··· DATA LISTING

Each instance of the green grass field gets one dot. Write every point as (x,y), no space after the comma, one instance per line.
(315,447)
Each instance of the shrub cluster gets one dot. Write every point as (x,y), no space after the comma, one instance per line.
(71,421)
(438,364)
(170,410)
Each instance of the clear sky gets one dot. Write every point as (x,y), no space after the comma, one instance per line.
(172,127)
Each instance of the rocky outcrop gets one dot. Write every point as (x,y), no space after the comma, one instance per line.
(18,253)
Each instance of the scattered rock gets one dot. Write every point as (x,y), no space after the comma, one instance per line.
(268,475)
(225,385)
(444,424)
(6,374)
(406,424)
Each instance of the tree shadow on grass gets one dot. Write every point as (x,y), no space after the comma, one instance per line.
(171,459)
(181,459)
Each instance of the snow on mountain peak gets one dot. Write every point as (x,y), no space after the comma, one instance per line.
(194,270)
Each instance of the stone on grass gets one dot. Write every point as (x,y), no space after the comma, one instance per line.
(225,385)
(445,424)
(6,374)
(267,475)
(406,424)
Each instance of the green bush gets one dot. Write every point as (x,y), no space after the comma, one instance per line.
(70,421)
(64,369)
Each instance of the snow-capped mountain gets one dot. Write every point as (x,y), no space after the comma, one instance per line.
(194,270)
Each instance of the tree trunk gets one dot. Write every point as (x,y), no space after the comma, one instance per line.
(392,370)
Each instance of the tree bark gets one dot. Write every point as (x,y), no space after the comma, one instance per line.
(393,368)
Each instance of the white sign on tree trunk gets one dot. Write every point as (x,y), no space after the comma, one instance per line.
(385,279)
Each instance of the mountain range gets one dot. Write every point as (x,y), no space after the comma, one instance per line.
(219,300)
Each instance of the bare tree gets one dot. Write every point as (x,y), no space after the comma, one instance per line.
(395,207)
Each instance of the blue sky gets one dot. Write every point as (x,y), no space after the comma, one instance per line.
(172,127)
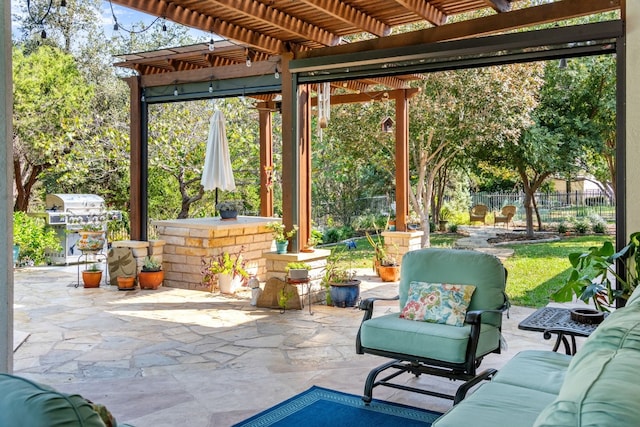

······

WHAT TO PRODUCE: Go back to the line containing "Each instance of the mountain" and output it and every line after it through the end of the records, exactly, but not the pictures.

RESULT OF THIS EXERCISE:
Each instance of the mountain range gets one dot. Write every point as (x,y), no space after the comma, one instance per line.
(219,300)
Each instance of the bare tree gets one dot. Write every point as (x,y), no space after the comma, one instance per line.
(395,207)
Each instance of the blue sky gets one dot. Write every point as (x,y), no space after the comma, one instance per line.
(172,127)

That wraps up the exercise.